**Kaynak metin:**
== == ==
Bir ahtapot varsa eğer, bunun ne menem bir şey olduğunu anlamak için yargı ağıyla kurulan kumpasın geldiği noktaya bakmak yeterli. Üstelik bu cumhuriyet düşmanı ahtapotun kollarından sadece biri…
Her ne kadar demeçlerinde “CHP artık Atatürk’ün partisi değildir” deseler de, İhvancıların hedefinde her zaman cumhuriyetin kurucu değerleri ve simgeleri olduğunu biliyoruz. Bugün gelinen noktada, İstanbul Cumhuriyet Başsavcılığının Yargıtay Cumhuriyet Başsavcılığı’na yapmayı planladığı bildirim, bu kumpasın nasıl şekilleneceğini de gösteriyor.
Başsavcılık bir talepte bulunma yetkisine sahip değil, ancak bu provokatif bildirimle demokrasiye yönelik bir darbeyi yapma görevini Yargıtay’ın kucağına bırakacak. Eğer Yargıtay bu bildirimi dikkate alırsa iş büyüyecek. Yargıtay hukuki işlemleri yaparsa bu kez, CHP’nin kapatılması talebiyle mesele Anayasa Mahkemesi’ne taşınacak.
CHP 2027’de hâlâ birinci parti olursa bu saldırıyı da yaparlar
Önce İstanbul Cumhuriyet Başsavcılığının bildirimindeki dayanağa bir bakalım:
“Seçim sandık verilerinin Cumhuriyet Halk Partisi tüzel kişiliğinden usulsüz yayıldığı anlaşıldığından Anayasanın 68’inci ve 69’uncu maddeleri ve 2820 sayılı Siyasi Partiler Kanunu kapsamında gereğinin takdiri için Yargıtay Cumhuriyet Başsavcılığı’na gönderilecektir”.
Atıfta bulunulan maddelerde ‘gereği’nin ‘kapatma cezası’ olduğu görülüyor. Akın Gürlek ve ekibi, doğrudan ‘kapatma davası’ açmıyor, hatta bunu talep de etmiyor.
== == ==
**Görevler:**
- 1) Aşağıdaki üç ifadenin kaynak metinle uyuşup uyuşmadığını belirtin. Her biri için evet ya da hayır deyin ve kararı belirleyen sözleri metinden aynen alıntılayın.
(a) İstanbul Cumhuriyet Başsavcılığının bildirimi Yargıtay Cumhuriyet Başsavcılığı’na gönderilecek.
(b) Akın Gürlek ve ekibi kapatma davası açılmasını talep ediyor.
(c) Başsavcılığın bir talepte bulunma yetkisi var.
- 2) Kaynak metnin “CHP 2027’de hâlâ” kısmından “talep de etmiyor.” kısmına kadar olan bölümünü, “Akın Gürlek” yerine “Başsavcı” koyarak yeniden yazın.
== == ==
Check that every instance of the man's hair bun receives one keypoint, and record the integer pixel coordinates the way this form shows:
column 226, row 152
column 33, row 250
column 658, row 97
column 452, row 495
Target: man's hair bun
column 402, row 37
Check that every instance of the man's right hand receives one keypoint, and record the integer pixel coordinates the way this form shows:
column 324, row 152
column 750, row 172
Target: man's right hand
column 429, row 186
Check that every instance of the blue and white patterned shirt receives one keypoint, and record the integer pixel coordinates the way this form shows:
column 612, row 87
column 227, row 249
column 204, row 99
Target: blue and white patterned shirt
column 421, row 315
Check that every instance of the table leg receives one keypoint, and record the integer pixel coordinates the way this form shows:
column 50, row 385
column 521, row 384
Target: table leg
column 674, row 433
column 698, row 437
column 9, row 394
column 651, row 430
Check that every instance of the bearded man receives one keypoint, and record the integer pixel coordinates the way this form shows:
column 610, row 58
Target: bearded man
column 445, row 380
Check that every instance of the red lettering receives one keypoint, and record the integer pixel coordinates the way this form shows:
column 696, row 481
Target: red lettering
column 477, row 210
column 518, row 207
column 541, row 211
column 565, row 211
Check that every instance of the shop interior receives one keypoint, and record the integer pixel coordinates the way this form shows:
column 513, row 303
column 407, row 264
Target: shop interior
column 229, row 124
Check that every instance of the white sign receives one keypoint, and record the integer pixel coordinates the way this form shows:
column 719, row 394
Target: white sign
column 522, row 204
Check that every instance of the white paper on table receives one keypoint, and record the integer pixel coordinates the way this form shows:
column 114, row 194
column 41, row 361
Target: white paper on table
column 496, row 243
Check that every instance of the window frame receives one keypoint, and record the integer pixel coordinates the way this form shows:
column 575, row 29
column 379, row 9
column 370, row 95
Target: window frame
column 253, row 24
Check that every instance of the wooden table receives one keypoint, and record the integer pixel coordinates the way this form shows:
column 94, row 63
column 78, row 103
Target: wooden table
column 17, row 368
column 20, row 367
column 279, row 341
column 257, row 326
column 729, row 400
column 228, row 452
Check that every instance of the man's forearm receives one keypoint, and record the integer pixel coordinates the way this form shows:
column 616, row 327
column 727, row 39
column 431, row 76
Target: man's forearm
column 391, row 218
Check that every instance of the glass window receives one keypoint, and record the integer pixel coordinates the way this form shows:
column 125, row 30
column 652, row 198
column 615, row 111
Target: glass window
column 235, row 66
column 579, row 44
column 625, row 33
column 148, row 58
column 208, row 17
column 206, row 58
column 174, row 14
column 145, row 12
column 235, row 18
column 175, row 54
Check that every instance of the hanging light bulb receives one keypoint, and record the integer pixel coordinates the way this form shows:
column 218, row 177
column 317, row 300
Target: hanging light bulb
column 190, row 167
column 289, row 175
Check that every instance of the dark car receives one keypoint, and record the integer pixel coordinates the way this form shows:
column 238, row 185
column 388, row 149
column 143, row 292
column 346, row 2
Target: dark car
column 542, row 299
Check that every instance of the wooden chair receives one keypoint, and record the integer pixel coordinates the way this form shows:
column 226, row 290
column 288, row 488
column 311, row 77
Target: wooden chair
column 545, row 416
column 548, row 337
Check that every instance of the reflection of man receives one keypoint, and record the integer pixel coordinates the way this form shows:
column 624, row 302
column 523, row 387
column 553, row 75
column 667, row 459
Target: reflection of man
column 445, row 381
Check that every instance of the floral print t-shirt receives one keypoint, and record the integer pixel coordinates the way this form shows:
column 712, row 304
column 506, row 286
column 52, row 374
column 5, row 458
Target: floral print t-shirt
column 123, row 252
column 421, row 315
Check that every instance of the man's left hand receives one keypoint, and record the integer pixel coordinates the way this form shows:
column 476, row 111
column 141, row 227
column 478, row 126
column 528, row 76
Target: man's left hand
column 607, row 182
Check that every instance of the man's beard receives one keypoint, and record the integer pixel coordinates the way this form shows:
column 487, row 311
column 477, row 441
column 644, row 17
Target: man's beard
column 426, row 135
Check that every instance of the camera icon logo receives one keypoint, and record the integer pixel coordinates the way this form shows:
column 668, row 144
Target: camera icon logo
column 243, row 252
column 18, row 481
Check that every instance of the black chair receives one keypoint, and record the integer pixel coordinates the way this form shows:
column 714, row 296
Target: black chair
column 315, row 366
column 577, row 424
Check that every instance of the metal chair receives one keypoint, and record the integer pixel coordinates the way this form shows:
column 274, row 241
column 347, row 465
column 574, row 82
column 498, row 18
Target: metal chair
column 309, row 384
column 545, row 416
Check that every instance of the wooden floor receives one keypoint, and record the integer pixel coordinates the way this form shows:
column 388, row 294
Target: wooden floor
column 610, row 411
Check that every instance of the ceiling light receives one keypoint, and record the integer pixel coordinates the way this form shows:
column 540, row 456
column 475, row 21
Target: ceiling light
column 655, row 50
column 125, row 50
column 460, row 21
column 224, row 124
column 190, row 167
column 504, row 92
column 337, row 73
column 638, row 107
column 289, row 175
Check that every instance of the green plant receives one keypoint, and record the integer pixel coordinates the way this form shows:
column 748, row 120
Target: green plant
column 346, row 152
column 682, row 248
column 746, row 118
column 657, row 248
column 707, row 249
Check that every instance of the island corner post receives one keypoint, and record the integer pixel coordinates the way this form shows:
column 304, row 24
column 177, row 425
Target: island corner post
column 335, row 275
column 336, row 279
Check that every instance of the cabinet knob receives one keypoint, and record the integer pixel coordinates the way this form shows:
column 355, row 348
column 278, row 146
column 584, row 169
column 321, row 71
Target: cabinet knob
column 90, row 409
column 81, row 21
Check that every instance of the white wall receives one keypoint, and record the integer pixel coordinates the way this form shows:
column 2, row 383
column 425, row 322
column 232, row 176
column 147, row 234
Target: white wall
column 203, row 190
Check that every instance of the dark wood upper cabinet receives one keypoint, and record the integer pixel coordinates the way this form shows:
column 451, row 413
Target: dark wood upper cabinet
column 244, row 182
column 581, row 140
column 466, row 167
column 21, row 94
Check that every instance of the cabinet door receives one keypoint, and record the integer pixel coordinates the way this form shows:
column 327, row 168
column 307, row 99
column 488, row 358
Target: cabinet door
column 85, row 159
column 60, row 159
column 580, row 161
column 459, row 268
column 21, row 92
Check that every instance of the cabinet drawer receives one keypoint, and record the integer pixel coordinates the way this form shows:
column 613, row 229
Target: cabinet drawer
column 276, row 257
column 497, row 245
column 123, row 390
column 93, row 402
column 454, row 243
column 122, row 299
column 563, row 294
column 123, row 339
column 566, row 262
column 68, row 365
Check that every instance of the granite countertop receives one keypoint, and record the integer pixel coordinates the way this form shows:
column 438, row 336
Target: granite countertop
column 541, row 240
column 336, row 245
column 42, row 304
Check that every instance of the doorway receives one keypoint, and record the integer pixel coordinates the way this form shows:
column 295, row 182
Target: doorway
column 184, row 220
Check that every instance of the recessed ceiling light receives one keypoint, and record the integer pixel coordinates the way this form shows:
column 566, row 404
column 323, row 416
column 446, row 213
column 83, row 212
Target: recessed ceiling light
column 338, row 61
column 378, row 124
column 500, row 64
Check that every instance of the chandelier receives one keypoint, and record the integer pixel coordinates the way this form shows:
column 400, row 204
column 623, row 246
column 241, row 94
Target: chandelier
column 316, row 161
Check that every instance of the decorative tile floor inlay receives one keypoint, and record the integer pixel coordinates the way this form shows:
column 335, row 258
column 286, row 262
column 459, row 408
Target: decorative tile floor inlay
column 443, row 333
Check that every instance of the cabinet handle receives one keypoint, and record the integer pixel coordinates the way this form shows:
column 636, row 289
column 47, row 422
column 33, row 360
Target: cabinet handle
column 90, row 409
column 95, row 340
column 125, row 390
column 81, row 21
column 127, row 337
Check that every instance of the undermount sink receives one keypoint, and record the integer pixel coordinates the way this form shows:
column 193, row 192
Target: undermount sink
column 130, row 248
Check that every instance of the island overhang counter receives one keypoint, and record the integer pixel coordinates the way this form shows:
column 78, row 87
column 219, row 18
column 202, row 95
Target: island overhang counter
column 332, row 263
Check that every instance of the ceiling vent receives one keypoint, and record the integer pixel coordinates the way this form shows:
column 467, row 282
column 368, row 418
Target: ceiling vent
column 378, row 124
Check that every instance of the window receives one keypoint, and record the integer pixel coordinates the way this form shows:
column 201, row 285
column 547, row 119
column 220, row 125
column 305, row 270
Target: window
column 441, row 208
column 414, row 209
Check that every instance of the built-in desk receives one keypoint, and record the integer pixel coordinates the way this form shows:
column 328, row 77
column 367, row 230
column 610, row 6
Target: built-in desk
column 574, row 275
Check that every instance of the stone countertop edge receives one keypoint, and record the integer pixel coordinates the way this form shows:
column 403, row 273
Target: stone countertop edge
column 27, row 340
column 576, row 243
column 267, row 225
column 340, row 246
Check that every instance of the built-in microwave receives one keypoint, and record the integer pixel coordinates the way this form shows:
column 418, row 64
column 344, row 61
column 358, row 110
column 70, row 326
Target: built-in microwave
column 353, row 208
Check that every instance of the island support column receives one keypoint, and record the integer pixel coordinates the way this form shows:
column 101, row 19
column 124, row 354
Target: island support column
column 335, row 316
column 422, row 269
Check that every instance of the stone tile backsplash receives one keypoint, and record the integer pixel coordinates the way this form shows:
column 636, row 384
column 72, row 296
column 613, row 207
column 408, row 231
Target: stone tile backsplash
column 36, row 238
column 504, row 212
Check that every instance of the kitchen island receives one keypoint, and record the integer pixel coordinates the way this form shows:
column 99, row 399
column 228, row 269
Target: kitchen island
== == ==
**Verilen yanıtlar:**
- 1)
(a) Evet: “Yargıtay Cumhuriyet Başsavcılığı’na gönderilecektir”
(b) Hayır: “Akın Gürlek ve ekibi, doğrudan ‘kapatma davası’ açmıyor, hatta bunu talep de etmiyor.”
(c) Hayır: “Başsavcılık bir talepte bulunma yetkisine sahip değil”

- 2)
CHP 2027’de hâlâ birinci parti olursa bu saldırıyı da yaparlar
Önce İstanbul Cumhuriyet Başsavcılığının bildirimindeki dayanağa bir bakalım:
“Seçim sandık verilerinin Cumhuriyet Halk Partisi tüzel kişiliğinden usulsüz yayıldığı anlaşıldığından Anayasanın 68’inci ve 69’uncu maddeleri ve 2820 sayılı Siyasi Partiler Kanunu kapsamında gereğinin takdiri için Yargıtay Cumhuriyet Başsavcılığı’na gönderilecektir”.
Atıfta bulunulan maddelerde ‘gereği’nin ‘kapatma cezası’ olduğu görülüyor. Başsavcı ve ekibi, doğrudan ‘kapatma davası’ açmıyor, hatta bunu talep de etmiyor.